■ Task to complete ■
Repeat the listing in full. Nothing may be added or left out.

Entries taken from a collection
==*==

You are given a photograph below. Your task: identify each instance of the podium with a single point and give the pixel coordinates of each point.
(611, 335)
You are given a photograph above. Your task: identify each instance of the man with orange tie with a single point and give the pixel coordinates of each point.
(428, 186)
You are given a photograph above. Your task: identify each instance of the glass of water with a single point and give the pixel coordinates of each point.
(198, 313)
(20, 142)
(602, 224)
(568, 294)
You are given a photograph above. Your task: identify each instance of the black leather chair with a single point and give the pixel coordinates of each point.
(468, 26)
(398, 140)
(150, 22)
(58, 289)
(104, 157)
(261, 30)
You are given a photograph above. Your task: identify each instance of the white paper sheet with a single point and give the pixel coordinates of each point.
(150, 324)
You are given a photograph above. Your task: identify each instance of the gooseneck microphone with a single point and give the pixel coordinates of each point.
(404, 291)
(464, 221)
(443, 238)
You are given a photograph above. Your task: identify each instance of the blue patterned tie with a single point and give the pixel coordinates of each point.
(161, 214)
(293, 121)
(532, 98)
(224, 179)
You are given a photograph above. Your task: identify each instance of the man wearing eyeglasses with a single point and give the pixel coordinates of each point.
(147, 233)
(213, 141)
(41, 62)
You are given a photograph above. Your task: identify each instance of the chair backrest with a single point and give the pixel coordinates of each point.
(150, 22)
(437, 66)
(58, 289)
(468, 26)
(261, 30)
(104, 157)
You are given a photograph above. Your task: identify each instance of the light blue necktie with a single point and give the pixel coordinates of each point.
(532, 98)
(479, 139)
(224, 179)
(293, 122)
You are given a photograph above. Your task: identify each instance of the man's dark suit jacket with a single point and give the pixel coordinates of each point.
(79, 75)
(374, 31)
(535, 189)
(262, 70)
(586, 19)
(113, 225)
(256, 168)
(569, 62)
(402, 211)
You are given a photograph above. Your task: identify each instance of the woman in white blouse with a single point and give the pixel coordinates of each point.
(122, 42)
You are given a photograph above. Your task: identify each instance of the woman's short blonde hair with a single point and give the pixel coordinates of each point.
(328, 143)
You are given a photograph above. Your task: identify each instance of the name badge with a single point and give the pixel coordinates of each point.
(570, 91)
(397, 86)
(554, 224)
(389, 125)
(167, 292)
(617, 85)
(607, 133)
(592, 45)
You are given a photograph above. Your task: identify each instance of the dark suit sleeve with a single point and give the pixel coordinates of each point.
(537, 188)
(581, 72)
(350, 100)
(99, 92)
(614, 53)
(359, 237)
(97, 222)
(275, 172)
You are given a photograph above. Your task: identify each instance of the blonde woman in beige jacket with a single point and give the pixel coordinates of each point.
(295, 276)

==*==

■ Response to the exercise ■
You are given a photograph below. Your task: identify each instance of the podium with a single point and give the pixel coordinates of each point.
(611, 335)
You are given a photograph above. Your task: identify each instance of the man with orange tie with a single point and give the pixel coordinates of each point.
(428, 186)
You are given a photograph above. Your task: identify each instance of the glass of water with a single point and give the pixel coordinates of each point.
(198, 313)
(20, 142)
(602, 224)
(568, 294)
You are given a photograph above. Your task: identify each instance of the black leather chair with a single point and give the pixel coordinates of each point.
(468, 26)
(398, 140)
(150, 22)
(58, 289)
(104, 157)
(261, 30)
You are given a photograph above. Your task: identify each instance of the white paper sheet with a single point and give the pixel coordinates of each point.
(150, 324)
You are given a photograph above. Your task: identify each instance of the gooseneck microphone with a single point and give the pixel coordinates of each point.
(404, 291)
(464, 221)
(443, 238)
You are given a photograph above. Your task: identify each instance of the blue patterned tie with a single point and give the pixel coordinates of each point.
(161, 214)
(293, 121)
(532, 98)
(224, 179)
You are given a photograph above. Your task: identify each instance of the man wearing eyeglasses with a single point and give the pixel coordinates of each point.
(147, 233)
(213, 141)
(41, 62)
You are given a photograph above. Your task: identify each instance of the chair backrest with a single point and give the pixel coordinates of each point.
(150, 22)
(437, 66)
(58, 289)
(468, 26)
(261, 30)
(104, 157)
You are given a photograph above. Your task: identify each instance of the light blue necktie with a single point and give the pixel coordinates of each point.
(532, 98)
(479, 139)
(224, 179)
(293, 122)
You are given a photograph above. Your task: identify each instance of the man's dark suit jacket with a single point and give the pixel coordinates of each point.
(79, 75)
(374, 31)
(535, 189)
(262, 70)
(586, 19)
(113, 225)
(256, 168)
(569, 62)
(402, 211)
You are given a photograph above. Your task: identify each instance of the woman in white blouse with a single point and give the pixel coordinates of each point.
(122, 42)
You are given a photograph above. Your task: identify each instance of the woman's short blonde hair with a single point and give the pixel coordinates of each point.
(328, 143)
You are given a photograph above. Your task: identify each instance of the name badge with a single point and give the pixel coordinates of each point.
(570, 91)
(397, 86)
(554, 224)
(389, 125)
(167, 292)
(617, 85)
(607, 133)
(592, 45)
You are given a photograph above. Your task: identify each instance of the dark suit sleeve with a single point and give the pixel coordinates of each point.
(537, 188)
(581, 72)
(350, 100)
(99, 92)
(614, 53)
(359, 237)
(97, 222)
(275, 172)
You are given a photograph above. Your task: identify each instance of the blonde woman in beige jacket with a single point and give the pixel coordinates of each point.
(295, 276)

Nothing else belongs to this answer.